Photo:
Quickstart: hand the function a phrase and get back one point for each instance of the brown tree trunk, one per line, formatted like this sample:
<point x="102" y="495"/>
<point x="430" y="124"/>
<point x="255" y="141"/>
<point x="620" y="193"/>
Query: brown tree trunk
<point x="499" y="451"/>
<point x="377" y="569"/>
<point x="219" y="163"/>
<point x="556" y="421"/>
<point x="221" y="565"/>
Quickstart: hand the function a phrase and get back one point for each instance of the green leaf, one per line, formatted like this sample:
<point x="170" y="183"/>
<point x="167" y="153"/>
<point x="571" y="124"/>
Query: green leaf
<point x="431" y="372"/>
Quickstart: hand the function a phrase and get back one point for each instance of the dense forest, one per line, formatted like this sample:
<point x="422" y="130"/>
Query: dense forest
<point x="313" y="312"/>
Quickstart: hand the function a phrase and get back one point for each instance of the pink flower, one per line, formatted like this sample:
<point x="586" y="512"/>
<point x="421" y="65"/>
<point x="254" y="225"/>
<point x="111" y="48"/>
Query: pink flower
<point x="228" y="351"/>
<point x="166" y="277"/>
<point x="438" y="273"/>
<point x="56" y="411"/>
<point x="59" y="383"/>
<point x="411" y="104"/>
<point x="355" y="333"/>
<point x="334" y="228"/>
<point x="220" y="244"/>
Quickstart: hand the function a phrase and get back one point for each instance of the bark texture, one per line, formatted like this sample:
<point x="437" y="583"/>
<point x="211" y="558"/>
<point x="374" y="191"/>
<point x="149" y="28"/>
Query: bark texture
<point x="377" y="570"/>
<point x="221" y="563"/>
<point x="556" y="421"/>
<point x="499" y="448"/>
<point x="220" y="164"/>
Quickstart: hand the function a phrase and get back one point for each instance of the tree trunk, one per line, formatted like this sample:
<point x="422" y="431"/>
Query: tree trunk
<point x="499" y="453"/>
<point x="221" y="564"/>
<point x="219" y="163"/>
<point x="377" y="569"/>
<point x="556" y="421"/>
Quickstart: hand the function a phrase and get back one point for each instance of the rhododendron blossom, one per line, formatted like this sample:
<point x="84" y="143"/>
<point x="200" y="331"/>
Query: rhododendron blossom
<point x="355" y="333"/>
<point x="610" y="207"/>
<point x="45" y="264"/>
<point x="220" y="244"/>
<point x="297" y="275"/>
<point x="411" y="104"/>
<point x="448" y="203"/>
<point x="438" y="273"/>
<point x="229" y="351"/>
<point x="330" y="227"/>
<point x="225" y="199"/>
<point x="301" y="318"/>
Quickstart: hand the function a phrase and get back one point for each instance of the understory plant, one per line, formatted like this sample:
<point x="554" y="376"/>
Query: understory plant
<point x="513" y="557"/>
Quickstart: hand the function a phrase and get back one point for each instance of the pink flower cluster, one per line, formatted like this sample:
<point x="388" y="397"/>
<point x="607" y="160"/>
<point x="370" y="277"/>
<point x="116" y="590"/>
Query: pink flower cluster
--- --- ---
Please rewrite all of the rows above, replacing every "Query" with "Search" and leaving everything else unchanged.

Photo:
Quickstart: hand the function a phrase and get back one point for each instance of the brown tree trunk, one per line, formatted like this sample:
<point x="102" y="495"/>
<point x="430" y="124"/>
<point x="255" y="141"/>
<point x="620" y="193"/>
Search: brown tree trunk
<point x="499" y="451"/>
<point x="377" y="569"/>
<point x="219" y="163"/>
<point x="556" y="421"/>
<point x="221" y="565"/>
Quickstart: hand the function a phrase and get back one point for each instance of the green leaf, one per line, formatted like this sample:
<point x="170" y="183"/>
<point x="167" y="153"/>
<point x="571" y="124"/>
Search: green leaf
<point x="431" y="372"/>
Quickstart: hand the function a phrase and get back one point for each instance of the dense forest, one per line, formatted like this sample:
<point x="422" y="130"/>
Search: dense forest
<point x="313" y="312"/>
Quickstart: hand the function a phrase and get back one point for each instance of the pink flower, one per line, formatted like this sample:
<point x="586" y="512"/>
<point x="421" y="65"/>
<point x="254" y="225"/>
<point x="111" y="48"/>
Search: pink flower
<point x="228" y="351"/>
<point x="166" y="277"/>
<point x="438" y="273"/>
<point x="56" y="411"/>
<point x="59" y="383"/>
<point x="411" y="104"/>
<point x="355" y="333"/>
<point x="334" y="228"/>
<point x="220" y="244"/>
Quickstart: hand the function a phrase and get back one point for each instance of the bark texture, one per line, formatted like this sample:
<point x="437" y="583"/>
<point x="211" y="558"/>
<point x="374" y="191"/>
<point x="149" y="28"/>
Search: bark texture
<point x="377" y="570"/>
<point x="221" y="563"/>
<point x="556" y="421"/>
<point x="499" y="448"/>
<point x="220" y="164"/>
Quickstart: hand the function a phrase and get back one point for each instance of the tree trunk, one per line, formatted like this sample:
<point x="422" y="431"/>
Search: tree trunk
<point x="499" y="453"/>
<point x="221" y="564"/>
<point x="219" y="163"/>
<point x="377" y="569"/>
<point x="556" y="421"/>
Quickstart: hand the function a phrase and get back one point for each instance of the rhododendron blossom, one per line, formatted like this sample:
<point x="84" y="143"/>
<point x="200" y="331"/>
Search: rhododendron blossom
<point x="355" y="333"/>
<point x="610" y="207"/>
<point x="45" y="264"/>
<point x="220" y="244"/>
<point x="297" y="275"/>
<point x="411" y="104"/>
<point x="448" y="203"/>
<point x="438" y="273"/>
<point x="229" y="351"/>
<point x="330" y="227"/>
<point x="225" y="199"/>
<point x="301" y="318"/>
Quickstart: hand the function a phrase and get back one point for each instance of the understory plant, one per line, formatted like this sample:
<point x="554" y="376"/>
Search: understory plant
<point x="513" y="557"/>
Quickstart: hand the function a phrase and get back one point for each instance of the pink flower cluster, one per line, formatted like this sample:
<point x="388" y="397"/>
<point x="607" y="160"/>
<point x="370" y="277"/>
<point x="116" y="590"/>
Search: pink flower cluster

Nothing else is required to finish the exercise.